● What to do
Retype the entries below word for word, leaving out the pictures.

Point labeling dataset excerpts
────────────────────────────────────────

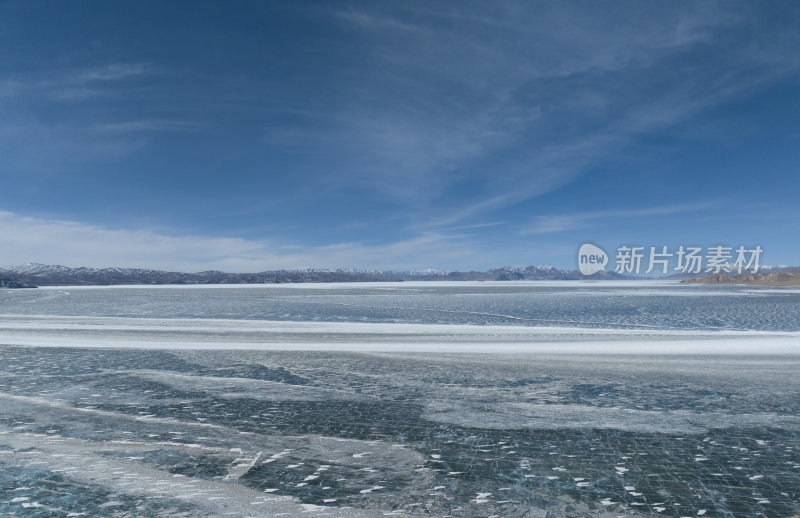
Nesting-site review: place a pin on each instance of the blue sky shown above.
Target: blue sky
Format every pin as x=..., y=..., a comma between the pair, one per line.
x=251, y=136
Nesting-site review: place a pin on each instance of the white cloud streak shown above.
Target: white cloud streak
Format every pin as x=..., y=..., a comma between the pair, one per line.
x=71, y=243
x=554, y=223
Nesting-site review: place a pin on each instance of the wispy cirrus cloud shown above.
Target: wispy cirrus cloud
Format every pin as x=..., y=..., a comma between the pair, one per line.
x=554, y=223
x=73, y=243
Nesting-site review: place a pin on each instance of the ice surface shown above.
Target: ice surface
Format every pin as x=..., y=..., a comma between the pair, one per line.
x=236, y=401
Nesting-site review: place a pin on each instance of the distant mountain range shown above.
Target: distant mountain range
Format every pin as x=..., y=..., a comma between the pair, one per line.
x=781, y=277
x=34, y=274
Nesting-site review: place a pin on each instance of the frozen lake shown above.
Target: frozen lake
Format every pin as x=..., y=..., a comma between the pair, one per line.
x=459, y=399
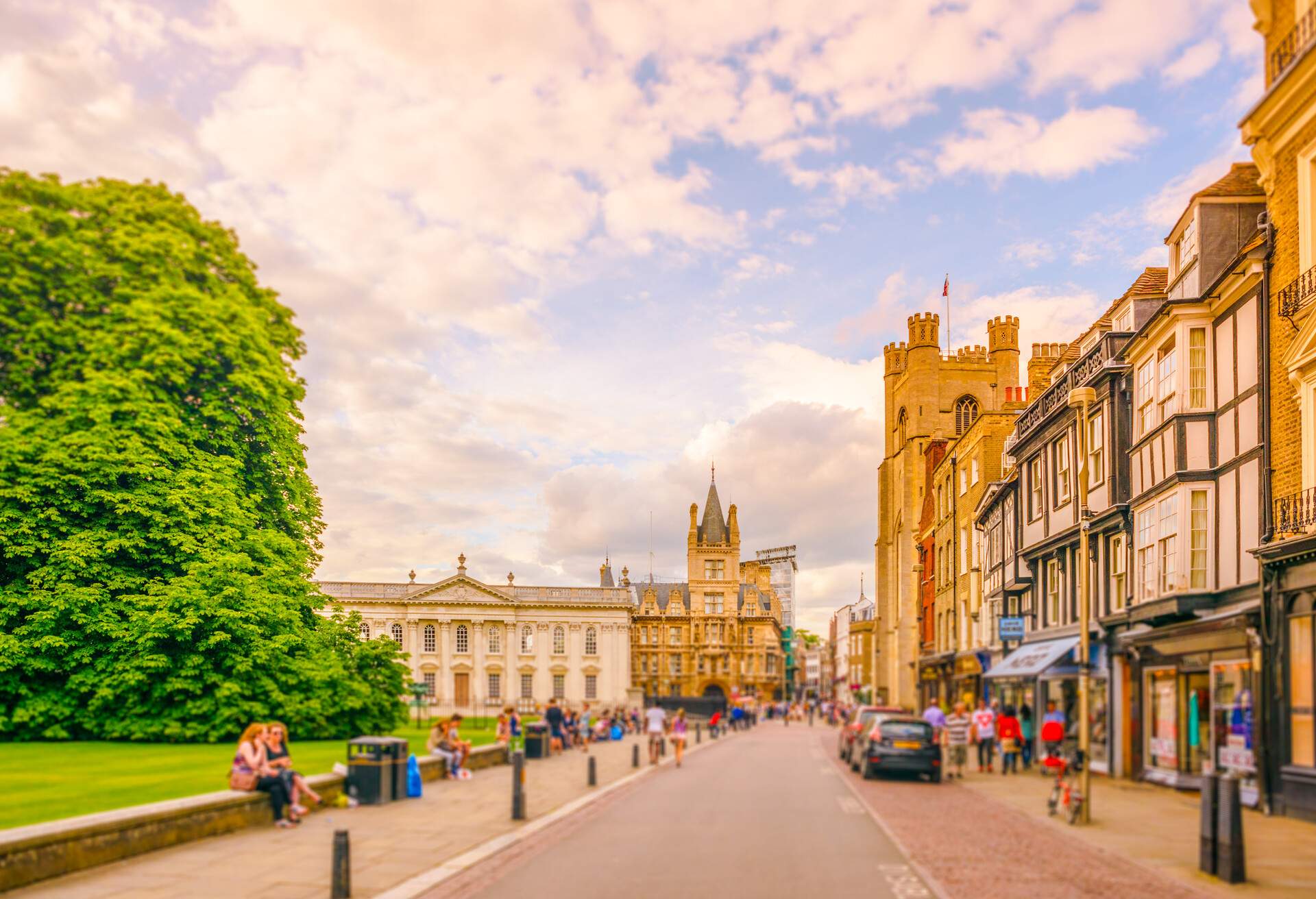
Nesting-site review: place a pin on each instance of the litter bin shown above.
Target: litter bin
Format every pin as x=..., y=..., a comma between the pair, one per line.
x=537, y=740
x=370, y=770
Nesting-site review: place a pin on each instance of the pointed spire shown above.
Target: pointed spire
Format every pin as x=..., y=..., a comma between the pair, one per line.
x=714, y=530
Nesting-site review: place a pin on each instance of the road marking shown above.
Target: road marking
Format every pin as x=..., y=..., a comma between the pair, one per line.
x=905, y=883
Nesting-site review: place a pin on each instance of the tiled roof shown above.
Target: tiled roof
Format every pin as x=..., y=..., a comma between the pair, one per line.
x=1243, y=181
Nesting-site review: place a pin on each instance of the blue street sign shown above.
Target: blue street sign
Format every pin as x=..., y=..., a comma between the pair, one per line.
x=1011, y=628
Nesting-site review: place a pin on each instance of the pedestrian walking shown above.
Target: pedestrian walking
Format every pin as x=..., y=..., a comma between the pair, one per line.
x=1010, y=736
x=1027, y=733
x=985, y=733
x=957, y=728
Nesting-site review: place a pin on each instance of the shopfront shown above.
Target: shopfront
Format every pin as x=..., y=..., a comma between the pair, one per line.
x=1197, y=690
x=1045, y=672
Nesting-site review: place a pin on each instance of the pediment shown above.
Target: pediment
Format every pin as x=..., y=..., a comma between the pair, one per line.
x=462, y=589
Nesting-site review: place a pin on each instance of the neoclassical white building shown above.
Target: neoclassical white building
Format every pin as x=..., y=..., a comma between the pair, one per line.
x=479, y=647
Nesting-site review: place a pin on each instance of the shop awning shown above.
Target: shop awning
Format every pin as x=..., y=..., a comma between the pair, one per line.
x=1031, y=660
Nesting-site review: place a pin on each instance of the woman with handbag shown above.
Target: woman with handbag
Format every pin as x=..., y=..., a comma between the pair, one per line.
x=1010, y=735
x=252, y=772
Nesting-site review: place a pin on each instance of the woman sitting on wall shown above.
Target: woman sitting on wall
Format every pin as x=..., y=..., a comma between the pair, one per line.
x=277, y=756
x=252, y=772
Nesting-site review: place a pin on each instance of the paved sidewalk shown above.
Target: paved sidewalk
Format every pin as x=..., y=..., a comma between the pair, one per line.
x=1158, y=828
x=390, y=843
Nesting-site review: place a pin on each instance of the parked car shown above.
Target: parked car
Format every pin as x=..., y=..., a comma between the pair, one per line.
x=858, y=723
x=899, y=743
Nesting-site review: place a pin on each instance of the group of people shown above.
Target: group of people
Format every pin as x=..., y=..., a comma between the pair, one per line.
x=263, y=763
x=990, y=728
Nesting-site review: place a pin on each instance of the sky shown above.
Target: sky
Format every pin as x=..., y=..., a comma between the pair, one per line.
x=553, y=258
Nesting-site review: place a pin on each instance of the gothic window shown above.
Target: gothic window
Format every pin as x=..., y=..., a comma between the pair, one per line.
x=966, y=411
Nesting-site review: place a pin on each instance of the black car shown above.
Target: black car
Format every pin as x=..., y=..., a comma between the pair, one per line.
x=902, y=743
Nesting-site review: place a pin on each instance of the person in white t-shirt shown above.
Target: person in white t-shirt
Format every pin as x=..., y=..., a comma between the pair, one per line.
x=985, y=733
x=656, y=724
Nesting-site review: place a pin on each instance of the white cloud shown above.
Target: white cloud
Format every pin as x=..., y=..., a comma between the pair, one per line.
x=998, y=143
x=1029, y=253
x=1194, y=62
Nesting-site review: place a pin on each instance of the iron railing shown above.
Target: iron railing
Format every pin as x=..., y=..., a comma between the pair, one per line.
x=1298, y=294
x=1293, y=45
x=1297, y=513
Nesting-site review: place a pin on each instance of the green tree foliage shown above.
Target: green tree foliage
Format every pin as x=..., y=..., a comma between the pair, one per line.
x=158, y=530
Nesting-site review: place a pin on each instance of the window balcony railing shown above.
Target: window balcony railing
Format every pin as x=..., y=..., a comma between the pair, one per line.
x=1297, y=513
x=1293, y=47
x=1298, y=294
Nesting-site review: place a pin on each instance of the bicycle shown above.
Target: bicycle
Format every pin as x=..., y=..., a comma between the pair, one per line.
x=1065, y=793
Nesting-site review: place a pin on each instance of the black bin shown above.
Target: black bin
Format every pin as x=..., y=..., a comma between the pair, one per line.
x=537, y=740
x=370, y=770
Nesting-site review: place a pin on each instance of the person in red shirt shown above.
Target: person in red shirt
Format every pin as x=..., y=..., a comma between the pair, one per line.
x=1010, y=737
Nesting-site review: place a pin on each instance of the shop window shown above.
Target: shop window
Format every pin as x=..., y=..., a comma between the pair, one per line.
x=1198, y=539
x=1162, y=698
x=1198, y=367
x=1302, y=691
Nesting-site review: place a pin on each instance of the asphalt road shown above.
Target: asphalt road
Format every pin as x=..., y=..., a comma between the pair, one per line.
x=765, y=813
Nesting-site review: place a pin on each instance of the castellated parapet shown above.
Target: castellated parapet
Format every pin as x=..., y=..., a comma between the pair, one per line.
x=924, y=331
x=894, y=354
x=1003, y=333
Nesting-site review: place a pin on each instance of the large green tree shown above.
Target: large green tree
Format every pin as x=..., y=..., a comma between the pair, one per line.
x=158, y=530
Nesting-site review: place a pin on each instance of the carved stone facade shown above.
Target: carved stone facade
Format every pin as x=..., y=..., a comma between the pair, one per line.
x=480, y=647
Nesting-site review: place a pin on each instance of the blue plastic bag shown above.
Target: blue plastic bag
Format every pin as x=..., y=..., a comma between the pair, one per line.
x=412, y=777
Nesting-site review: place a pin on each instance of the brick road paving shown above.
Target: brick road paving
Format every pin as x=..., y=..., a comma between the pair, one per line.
x=978, y=848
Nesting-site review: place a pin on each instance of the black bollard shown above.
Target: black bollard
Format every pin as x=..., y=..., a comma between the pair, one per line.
x=1230, y=852
x=519, y=786
x=341, y=873
x=1207, y=832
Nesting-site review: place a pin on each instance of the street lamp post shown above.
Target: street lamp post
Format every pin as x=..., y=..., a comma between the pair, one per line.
x=1080, y=398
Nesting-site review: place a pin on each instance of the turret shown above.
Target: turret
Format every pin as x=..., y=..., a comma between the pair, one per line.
x=1003, y=349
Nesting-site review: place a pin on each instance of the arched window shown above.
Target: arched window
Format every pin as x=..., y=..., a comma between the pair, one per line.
x=966, y=411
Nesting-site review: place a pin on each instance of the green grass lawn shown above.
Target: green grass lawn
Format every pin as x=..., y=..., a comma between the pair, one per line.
x=44, y=781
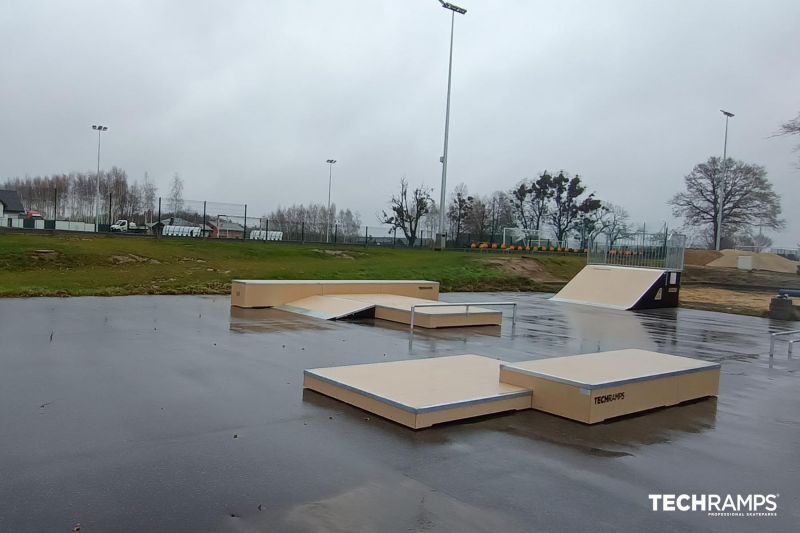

────────────────────────────────────────

● Exercise solution
Nesting-site review: place a pin on each instance of the blue sky shown above.
Target: blue sky
Format every pin as x=..., y=..., a comma between the pair, one per line.
x=251, y=136
Nesting-site review: place a pin on each instance of the white cloud streak shown above.
Target: white cloud streak
Format every pin as x=..., y=..., a comma between the pair, one per line.
x=71, y=243
x=554, y=223
Nesting-site review: place a pin on each instance of the wispy cirrus cloud shown above.
Target: wispy cirrus cloud
Format every pin as x=..., y=..., a comma between the pair, one per line.
x=554, y=223
x=73, y=243
Nesting-site review: place a pin on each instance of the ice surface shown above.
Target: ice surface
Format every pin as x=..., y=..., a comma between the pair, one per line.
x=236, y=401
Nesting-site review: place a pin on each instance of the distant mountain range shown above.
Target: distant mountain range
Format every pin as x=..., y=..., a comma between the pair, one per line.
x=781, y=277
x=34, y=274
Nesting-site review: place a pin on each instance of the frozen lake shown above.
Target: frozen lake
Format every pin as x=..., y=..., a comma between the pair, one per line.
x=459, y=399
Nesting-site review: place a pin on each instance of the litter bin shown above.
Target: litter bin
Format every pin as x=..., y=..., a comma between the pair, one per line.
x=537, y=740
x=370, y=770
Nesting-site review: place a pin on each instance of the pointed spire shown above.
Target: pointed spire
Format every pin as x=..., y=..., a comma between the pair, one per line.
x=714, y=530
Nesting-site review: place a pin on each instance of the road marking shown above.
Target: road marking
Format every pin as x=..., y=..., a comma between the pair, one per line.
x=905, y=883
Nesting-site review: place a pin on each instance of the tiled roof shown above.
Target: tiled roof
Format every pin as x=..., y=..., a comma between the pair, one per line.
x=1243, y=181
Nesting-site review: place a pin on each instance of the blue street sign shown above.
Target: blue street sign
Format every pin as x=..., y=..., a comma between the pair, one per line.
x=1011, y=628
Nesting-site review: place a pin on each instance of the pedestrian walking shown above.
Target: pedestrian walking
Format every pin as x=..., y=..., a comma between the pair, one per line.
x=1010, y=736
x=1027, y=733
x=985, y=733
x=957, y=728
Nesting-site review: place a pin on each instance of the shopfront shown above.
Target: shopfront
Format every pin as x=..., y=..., a comma between the pair, one per line.
x=1197, y=690
x=1045, y=672
Nesting-site review: place a pin on each instance of the pediment shown above.
Target: pediment
Format every pin as x=..., y=..., a comma between the pair, one per line.
x=462, y=589
Nesting-site review: place a pin on each instance of the neoclassical white building shown above.
Target: neoclassical white building
Format every pin as x=..., y=..., a comma between the pair, one per line.
x=479, y=647
Nesting-site review: place a pin on each instance of the shop awning shown above.
Target: shop awning
Format every pin as x=..., y=..., a comma between the pair, one per line.
x=1031, y=660
Nesting-site review: place a pin on each instance of the woman with handbag shown above.
Target: woman with handbag
Format every pin as x=..., y=..., a comma between the pair, one per line.
x=1010, y=735
x=252, y=772
Nesting-site review: place a pin on each instance of the woman sitting on wall shown above.
Target: woman sitting on wall
Format every pin as x=..., y=..., a comma between the pair, one per line.
x=277, y=756
x=252, y=772
Nesting-site review: place a pin on each instance of the paved sidewalk shown above.
Target: paved sidewalk
Format every pin as x=..., y=..., a comma between the pair, one per line.
x=1158, y=828
x=390, y=843
Nesting-site review: place a pin on each instance of the parked car shown above.
Target: parked car
Format every pin as x=..., y=..., a comma between the pair, one per line.
x=858, y=723
x=899, y=743
Nesting-site review: place a pin on each instance of the group of people shown above.
Target: group of people
Format every pin as x=..., y=..., a comma between the pair, one per line.
x=263, y=763
x=990, y=728
Nesting-site review: place a pin on each instance of the sky shown above.
Target: sky
Format every pin as x=..., y=..., a comma between the pair, one per line.
x=553, y=258
Nesting-site review: place a pin on each instance of the gothic window shown above.
Target: gothic window
Format every pin as x=..., y=..., a comma between the pair, one per line.
x=966, y=411
Nesting-site review: place a pin on each instance of the black car shown above.
Target: black car
Format every pin as x=..., y=..., a comma between the pair, one per line.
x=902, y=743
Nesting-site review: place a pin on each instance of the person in white t-shirt shown above.
Target: person in white t-shirt
Format every pin as x=..., y=..., a comma between the pair, one per line.
x=985, y=733
x=656, y=724
Nesting-site review: place a pin on each instance of the white cloud shown above.
Target: white cloud
Format every pin as x=..., y=..., a comma between the pair, one per line.
x=998, y=143
x=1029, y=253
x=1194, y=62
Nesting-site review: place a pin on each instance of the iron railing shown above.
Target: iron railing
Format every pin as x=..., y=..., a comma between the pair, one per line.
x=1298, y=294
x=1293, y=45
x=1297, y=513
Nesting-site review: place a pin on each instance of the green tree foliage shown above.
Target: green tree foliage
Format every pin as x=..., y=..., a comma between the pair, one per line.
x=158, y=530
Nesting-site review: place a pin on each instance of the window balcony railing shown above.
Target: window balcony railing
Format every pin as x=..., y=..., a comma between the pair, one per line.
x=1297, y=513
x=1293, y=47
x=1298, y=294
Nesting-site review: place a pin on each instance of the bicycle shown above.
Target: bicycle
Format every pin as x=..., y=..., a comma between the pair, one per line.
x=1065, y=793
Nesting-site review: place a pin on each instance of the black bin shown above.
Target: black bin
Format every pin as x=..., y=..., a comma between the pair, one per line.
x=537, y=740
x=370, y=770
Nesting-site review: place a pin on each instance of the person in red shirt shown above.
Target: person in red shirt
Format every pin as x=..., y=..., a comma between the pair, one per line.
x=1010, y=737
Nesting-site review: place a pin on each instance of the shop window shown above.
Target: shop window
Format every pin as x=..., y=..., a comma between the pair, one per line.
x=1198, y=539
x=1162, y=698
x=1198, y=367
x=1302, y=691
Nesting-site review: place a pin on each instance of the asphalt road shown above.
Target: asphalt road
Format every pin as x=..., y=..., a comma between the pair, one per line.
x=765, y=813
Nesting-site review: place a pin on each instance of the castellated parapet shown above.
Target: castellated parapet
Format every pin as x=..., y=..., a comma between the pair, one per line.
x=924, y=331
x=894, y=354
x=1003, y=333
Nesting-site review: place a pin on each instance of the large green tree shown above.
Target: large green tree
Format every pin as x=..., y=..., a comma between the pair, one per line.
x=158, y=530
Nesting-site review: place a pin on each instance of the carved stone facade shown above.
Target: carved stone facade
Format every pin as x=..., y=..., a comma between the pair, one per line.
x=480, y=647
Nesting-site review: place a pin on each instance of the blue plastic bag shown above.
Target: blue plastic bag
Format every pin as x=..., y=..., a comma between the pair, one per line.
x=412, y=777
Nesting-site review: place a pin on each instance of the brick road paving shown above.
Target: brick road paving
Format every pin as x=..., y=..., a comma between the pair, one per line.
x=978, y=848
Nesting-site review: place a pin on each instance of the black bollard shown above.
Target: black bollard
Format every pin as x=..., y=..., a comma between the pair, one per line.
x=1230, y=852
x=519, y=786
x=341, y=873
x=1207, y=832
Nesting-site review: place a pin on each instance of the street lamp post shown above.
Target: street lamp post
Format every pin as x=..., y=..., a comma between the pair, one per line.
x=1080, y=398
Nesting-site review: place a pin on each instance of the turret shown above.
Target: turret
Format every pin as x=..., y=..., a comma between the pair, one per line.
x=1003, y=349
Nesting-site review: place a pin on each instance of the arched window shown above.
Target: arched window
Format every pin as x=..., y=..., a comma between the pair, one per line.
x=966, y=411
Nesting-site review: place a pin on each instance of the green grass lawn shown above.
Target: green grass lawn
Format every pin as x=..., y=..., a comma between the pair, one per line.
x=44, y=781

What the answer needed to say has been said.